Will you transcribe the rows below from their very start through the line that contains "[402,67,549,114]", keeping both ends and leaving the pictures out of your answer?

--- Begin DATA IN THIS EXERCISE ---

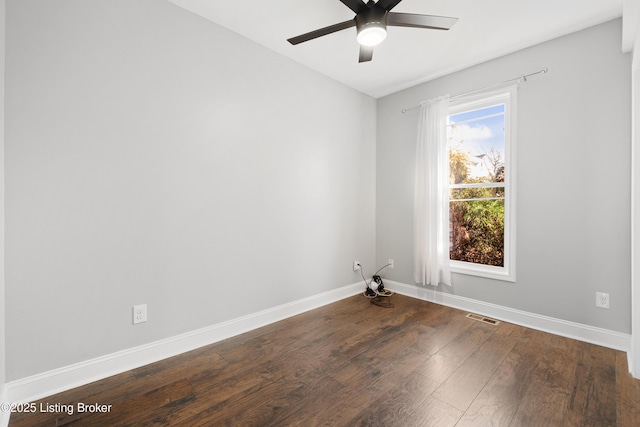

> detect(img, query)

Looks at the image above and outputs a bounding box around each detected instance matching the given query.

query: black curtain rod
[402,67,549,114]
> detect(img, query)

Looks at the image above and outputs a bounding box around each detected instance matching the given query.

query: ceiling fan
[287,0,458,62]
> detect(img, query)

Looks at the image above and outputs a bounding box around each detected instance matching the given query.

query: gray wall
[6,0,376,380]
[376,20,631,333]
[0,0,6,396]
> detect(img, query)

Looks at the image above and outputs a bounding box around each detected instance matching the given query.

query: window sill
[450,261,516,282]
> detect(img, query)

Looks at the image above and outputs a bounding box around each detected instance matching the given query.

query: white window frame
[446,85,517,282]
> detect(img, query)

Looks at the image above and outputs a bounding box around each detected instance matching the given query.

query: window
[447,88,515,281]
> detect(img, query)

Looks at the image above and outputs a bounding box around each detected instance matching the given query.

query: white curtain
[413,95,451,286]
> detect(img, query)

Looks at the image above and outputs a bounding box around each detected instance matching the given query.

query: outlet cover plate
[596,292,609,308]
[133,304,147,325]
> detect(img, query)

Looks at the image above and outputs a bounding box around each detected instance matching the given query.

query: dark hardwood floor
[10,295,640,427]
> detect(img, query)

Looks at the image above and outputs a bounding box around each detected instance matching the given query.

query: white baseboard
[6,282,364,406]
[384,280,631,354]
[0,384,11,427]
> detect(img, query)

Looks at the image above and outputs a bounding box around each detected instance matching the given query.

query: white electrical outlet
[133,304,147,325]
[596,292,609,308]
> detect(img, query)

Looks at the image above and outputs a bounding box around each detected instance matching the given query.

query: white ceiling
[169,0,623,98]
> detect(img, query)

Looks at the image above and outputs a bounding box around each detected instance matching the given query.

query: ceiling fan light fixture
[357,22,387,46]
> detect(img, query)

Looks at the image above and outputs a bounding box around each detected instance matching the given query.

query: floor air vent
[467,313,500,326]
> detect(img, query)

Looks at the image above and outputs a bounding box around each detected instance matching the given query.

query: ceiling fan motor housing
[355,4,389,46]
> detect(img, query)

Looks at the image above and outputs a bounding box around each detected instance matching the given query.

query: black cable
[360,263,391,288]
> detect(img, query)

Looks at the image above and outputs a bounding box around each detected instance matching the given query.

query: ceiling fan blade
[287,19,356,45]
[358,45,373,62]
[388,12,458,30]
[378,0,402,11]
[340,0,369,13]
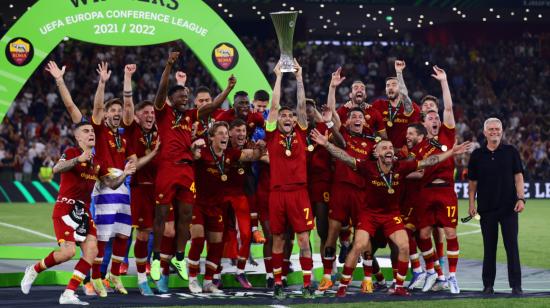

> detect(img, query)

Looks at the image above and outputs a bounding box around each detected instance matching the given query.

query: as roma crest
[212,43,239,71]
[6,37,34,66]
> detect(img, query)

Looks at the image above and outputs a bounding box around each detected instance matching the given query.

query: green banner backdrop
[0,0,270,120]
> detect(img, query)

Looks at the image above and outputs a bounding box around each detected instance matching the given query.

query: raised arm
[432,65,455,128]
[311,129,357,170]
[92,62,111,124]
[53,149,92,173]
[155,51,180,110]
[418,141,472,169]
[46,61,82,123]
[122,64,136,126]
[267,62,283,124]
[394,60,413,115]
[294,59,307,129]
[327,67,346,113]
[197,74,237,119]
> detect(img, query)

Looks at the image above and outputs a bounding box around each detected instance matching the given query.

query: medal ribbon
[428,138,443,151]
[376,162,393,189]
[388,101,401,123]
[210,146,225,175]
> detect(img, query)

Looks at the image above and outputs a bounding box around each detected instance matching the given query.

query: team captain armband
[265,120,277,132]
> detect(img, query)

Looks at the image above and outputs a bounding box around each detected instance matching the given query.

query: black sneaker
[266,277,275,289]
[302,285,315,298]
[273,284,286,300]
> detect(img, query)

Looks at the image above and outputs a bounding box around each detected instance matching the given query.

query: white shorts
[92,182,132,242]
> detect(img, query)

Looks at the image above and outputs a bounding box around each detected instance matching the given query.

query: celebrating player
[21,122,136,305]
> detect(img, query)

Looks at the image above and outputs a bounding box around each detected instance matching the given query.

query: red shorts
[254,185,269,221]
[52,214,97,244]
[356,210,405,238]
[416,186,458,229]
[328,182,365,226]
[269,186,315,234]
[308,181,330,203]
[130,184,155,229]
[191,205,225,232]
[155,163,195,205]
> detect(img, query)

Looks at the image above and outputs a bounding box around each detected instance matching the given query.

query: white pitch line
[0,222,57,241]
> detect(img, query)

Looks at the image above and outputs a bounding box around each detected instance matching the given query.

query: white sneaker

--- End DATA IN THIS EXERCISE ---

**RIGHT ANSWER**
> detect(img, query)

Looks at the image above and outputs a bounding box around each detected instance matching the given query.

query: black curtain rod
[402,67,549,114]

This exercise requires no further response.